▶ What the exercise asks: An exact reprint of the data below is required, line for line.

╭──

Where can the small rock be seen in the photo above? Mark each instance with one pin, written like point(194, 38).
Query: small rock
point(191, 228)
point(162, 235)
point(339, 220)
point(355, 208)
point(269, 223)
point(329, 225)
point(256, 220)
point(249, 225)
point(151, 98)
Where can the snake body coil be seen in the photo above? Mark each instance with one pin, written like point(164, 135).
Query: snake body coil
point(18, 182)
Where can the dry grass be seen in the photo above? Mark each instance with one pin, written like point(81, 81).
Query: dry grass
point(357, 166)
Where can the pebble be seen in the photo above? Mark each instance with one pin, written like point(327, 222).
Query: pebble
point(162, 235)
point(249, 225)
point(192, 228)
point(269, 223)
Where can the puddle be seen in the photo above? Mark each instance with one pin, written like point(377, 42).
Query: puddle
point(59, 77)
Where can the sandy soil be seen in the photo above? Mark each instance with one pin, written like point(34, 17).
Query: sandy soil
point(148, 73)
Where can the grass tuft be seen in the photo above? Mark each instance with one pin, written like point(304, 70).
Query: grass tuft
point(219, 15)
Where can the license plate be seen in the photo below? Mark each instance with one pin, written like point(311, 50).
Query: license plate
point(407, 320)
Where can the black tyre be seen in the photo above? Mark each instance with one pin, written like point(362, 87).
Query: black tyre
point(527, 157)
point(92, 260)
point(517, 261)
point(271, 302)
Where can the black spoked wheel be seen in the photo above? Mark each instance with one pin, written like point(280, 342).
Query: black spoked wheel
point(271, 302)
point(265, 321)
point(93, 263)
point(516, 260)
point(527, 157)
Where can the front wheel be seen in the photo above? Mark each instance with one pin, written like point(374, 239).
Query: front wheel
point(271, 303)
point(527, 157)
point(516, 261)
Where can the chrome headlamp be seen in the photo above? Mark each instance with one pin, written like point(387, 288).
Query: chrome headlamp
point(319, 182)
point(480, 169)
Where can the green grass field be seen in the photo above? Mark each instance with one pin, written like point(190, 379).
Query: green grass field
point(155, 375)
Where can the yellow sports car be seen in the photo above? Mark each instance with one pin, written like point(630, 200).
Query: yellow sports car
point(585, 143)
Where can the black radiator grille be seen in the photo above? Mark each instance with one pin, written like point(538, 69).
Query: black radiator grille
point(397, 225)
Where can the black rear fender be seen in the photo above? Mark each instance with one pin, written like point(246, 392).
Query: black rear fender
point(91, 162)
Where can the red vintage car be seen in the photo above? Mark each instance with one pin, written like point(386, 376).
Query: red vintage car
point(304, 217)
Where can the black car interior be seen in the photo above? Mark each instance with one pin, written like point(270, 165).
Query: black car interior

╰──

▶ Task solution:
Where can the small rock be seen in the photo above? Mark each instance with one pin, written like point(194, 38).
Query: small rock
point(191, 228)
point(162, 235)
point(339, 220)
point(355, 208)
point(269, 223)
point(329, 225)
point(256, 220)
point(249, 225)
point(151, 98)
Where can the snake body coil be seen in the photo above? Mark each instance with one pin, written like point(164, 135).
Query: snake body coil
point(18, 182)
Where can the dry grass be seen in the photo above? Mark each instance with one pin, written like point(81, 81).
Query: dry grass
point(357, 166)
Where can the pebble be seen in the photo above? Mark each instance with one pin, written like point(327, 222).
Query: pebble
point(162, 235)
point(249, 225)
point(192, 228)
point(269, 223)
Where can the puddle be seen in the photo above? Mark each instance with one pin, written like point(377, 42).
Query: puddle
point(59, 77)
Where can the sandy soil be seen in the photo above? Mark each instance with one pin, written like point(34, 17).
Query: sandy soil
point(148, 73)
Where can the grass tuft be seen in the photo above? Mark each instance with one pin, written like point(304, 70).
Query: grass tuft
point(219, 15)
Where can the license plate be seen in the photo below? Mark each instance with one pin, written like point(311, 50).
Query: license plate
point(407, 320)
Where can the black tyre be seen in the photo above? Mark each instance with one pin, written like point(362, 87).
Query: black tyre
point(527, 157)
point(92, 260)
point(517, 261)
point(271, 302)
Where can the black spoked wheel be seen in the photo above? Mark each instance with one pin, written like point(280, 342).
Query: black spoked wheel
point(271, 302)
point(265, 321)
point(93, 263)
point(516, 260)
point(527, 157)
Where can the front wheel be seen in the photo above? Mark each instance with one pin, written like point(374, 239).
Query: front wheel
point(271, 303)
point(527, 157)
point(516, 261)
Where can the chrome headlamp be seen in the photo above? Mark each instance with one pin, written like point(387, 288).
Query: chrome headlamp
point(319, 182)
point(480, 169)
Where can the green grass field be seen in the photo above? Mark each instance with one pin, written like point(190, 379).
Query: green grass field
point(155, 375)
Where can the yellow sports car be seen in the photo above? Mark each instance with one pin, written like point(630, 200).
Query: yellow sports car
point(585, 143)
Where can the black radiator grille be seen in the photo above? Mark each instance with one pin, written like point(538, 69).
Query: black radiator grille
point(397, 225)
Where can the black rear fender be seen in the photo above? Mark each instance with one pin, written like point(246, 392).
Query: black rear fender
point(91, 162)
Where can the red vintage car be seen in the photo above? Mark each instance with one pin, written like point(386, 376).
Query: red vintage car
point(304, 217)
Where can the black car interior be seen in the photo above? Mark each instance with one pin, written like point(270, 165).
Query: black car interior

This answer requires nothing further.